In the forum thread about wood strips between brick courses, how often does a row of strips appear up the wall?

■ Quoted passage

───

# Strips Of Wood Between Brick Courses?



## Seven-Delta-FortyOne (Mar 5, 2011)

Never seen this before.

They are about the thickness of a shingle, and there is a row of them every 6 or 8 courses all the way up.

This is in a 100+ year old building.

What is it?


----------



## fjn (Aug 17, 2011)

Was to nail furring on to accept lath.


----------



## Windycity (Oct 3, 2015)

fjn said:


> Was to nail furring on to accept lath.




This

They used to always put various types of nailing blocks in masonry walls well before the days of tapcons and concrete nails


Sent from my iPhone using Tapatalk


----------



## fjn (Aug 17, 2011)

Scroll down to fig. #1. You will see the "more modern" version. It was used for a brick system I have not seen in years. It was called the SCR system. The fastener was a wall plug.

http://www.gobrick.com/docs/default.../44a-fasteners-for-brick-masonry.pdf?sfvrsn=0


----------



## Seven-Delta-FortyOne (Mar 5, 2011)

Thanks, guys. :thumbsup:

That was my guess, but I've never seen it before.

I imagine it goes in partial thickness? There is still a half mortar bed or so behind it?


----------



## P42003 (Jun 15, 2016)

I have also seen wood inserts in historic masonry in the vertical beds verses the horizontal beds as pictured. 

Was lathe mainly attached to horizontal positioned inserts?

Sent from my SM-G930V using Tapatalk


----------



## stuart45 (Oct 7, 2009)

https://hurstpm.net/FCKfiles/File/Bond_Timbers.pdf
I've seen quite a few timbers built into old walls.
Some were thought to be leveling timbers when the bricks used for the inner wall were a different size and the courses needed to be put right now and then.

───

■ Data section

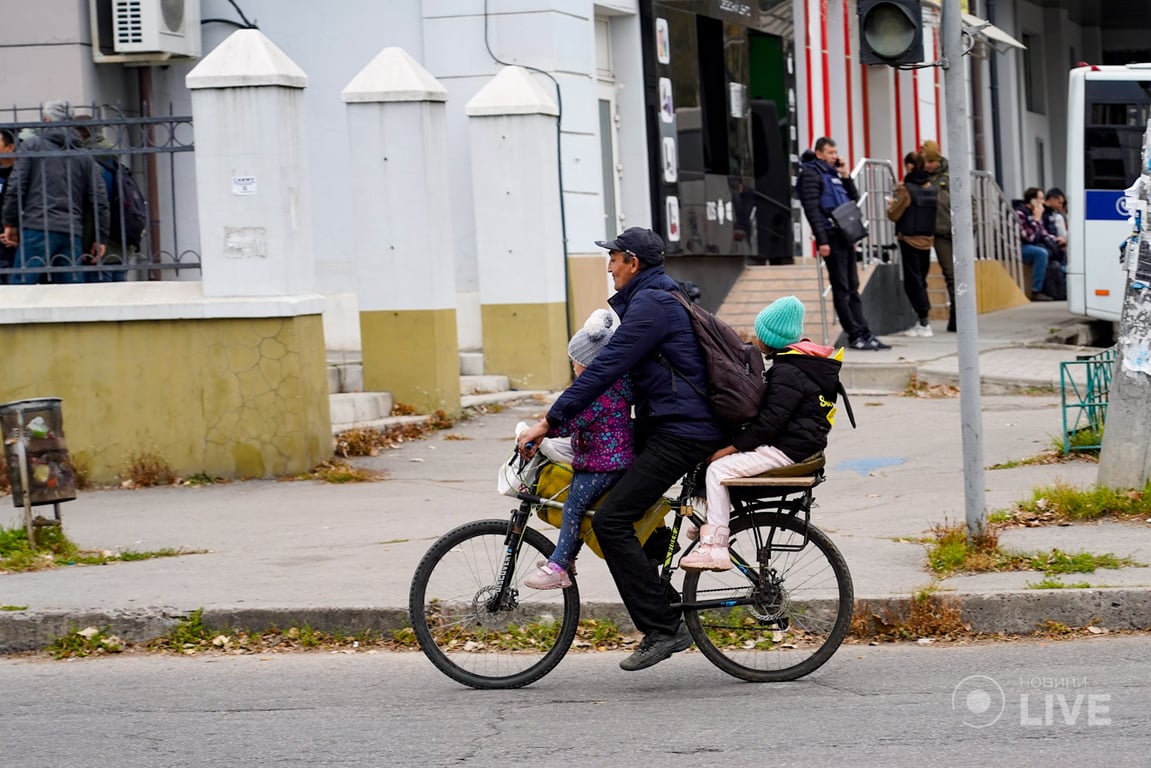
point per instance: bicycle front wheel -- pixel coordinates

───

■ Exercise answer
Every 6 or 8 courses